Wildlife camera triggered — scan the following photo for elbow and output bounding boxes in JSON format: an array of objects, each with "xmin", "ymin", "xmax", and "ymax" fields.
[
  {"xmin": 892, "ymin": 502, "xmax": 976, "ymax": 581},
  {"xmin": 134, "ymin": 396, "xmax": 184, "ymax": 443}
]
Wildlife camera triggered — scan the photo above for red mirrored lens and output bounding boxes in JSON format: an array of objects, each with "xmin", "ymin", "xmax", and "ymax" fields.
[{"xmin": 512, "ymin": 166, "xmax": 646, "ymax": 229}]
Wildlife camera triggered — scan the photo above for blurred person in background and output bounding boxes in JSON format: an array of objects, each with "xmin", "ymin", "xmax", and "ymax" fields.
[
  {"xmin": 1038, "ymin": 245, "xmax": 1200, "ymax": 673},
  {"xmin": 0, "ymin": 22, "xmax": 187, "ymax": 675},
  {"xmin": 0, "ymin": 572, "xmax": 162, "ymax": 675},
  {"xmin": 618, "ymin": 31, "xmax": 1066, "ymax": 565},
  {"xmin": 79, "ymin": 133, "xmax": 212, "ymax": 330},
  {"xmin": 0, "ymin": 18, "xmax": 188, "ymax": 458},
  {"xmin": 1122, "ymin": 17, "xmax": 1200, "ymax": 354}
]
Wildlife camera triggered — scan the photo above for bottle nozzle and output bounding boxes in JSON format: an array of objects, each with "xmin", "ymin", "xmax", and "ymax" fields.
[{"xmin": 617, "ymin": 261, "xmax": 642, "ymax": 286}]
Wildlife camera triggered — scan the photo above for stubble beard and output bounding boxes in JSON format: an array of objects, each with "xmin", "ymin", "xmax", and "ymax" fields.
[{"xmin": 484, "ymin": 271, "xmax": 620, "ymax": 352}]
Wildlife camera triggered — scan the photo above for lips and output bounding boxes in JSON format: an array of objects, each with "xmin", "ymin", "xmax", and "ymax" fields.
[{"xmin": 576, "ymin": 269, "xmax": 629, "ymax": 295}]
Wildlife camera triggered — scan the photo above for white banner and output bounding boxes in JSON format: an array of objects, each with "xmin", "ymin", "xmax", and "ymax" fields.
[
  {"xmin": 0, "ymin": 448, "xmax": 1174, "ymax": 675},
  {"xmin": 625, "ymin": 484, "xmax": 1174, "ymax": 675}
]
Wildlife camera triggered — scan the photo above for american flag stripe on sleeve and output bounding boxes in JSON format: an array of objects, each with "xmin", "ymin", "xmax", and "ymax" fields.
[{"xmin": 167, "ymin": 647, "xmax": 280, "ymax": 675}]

********

# The request
Copy out everything in the data above, from the line containing "Wildlife camera triggered — scan the photo above for white" down to the end of the data.

# Task result
Wildlife camera triggered — scan the photo above for white banner and output bounding boxes in JSON format: an array of objects, each with "xmin", "ymin", "xmax", and "ymax" fields.
[
  {"xmin": 0, "ymin": 448, "xmax": 1174, "ymax": 675},
  {"xmin": 625, "ymin": 484, "xmax": 1174, "ymax": 675}
]
Wildlife camera triggered — scan the photo above for american flag stripe on sleeve and output bounding boxes in JSON format: an array of objects, each with "xmin", "ymin", "xmax", and "ymax" fields.
[{"xmin": 167, "ymin": 647, "xmax": 280, "ymax": 675}]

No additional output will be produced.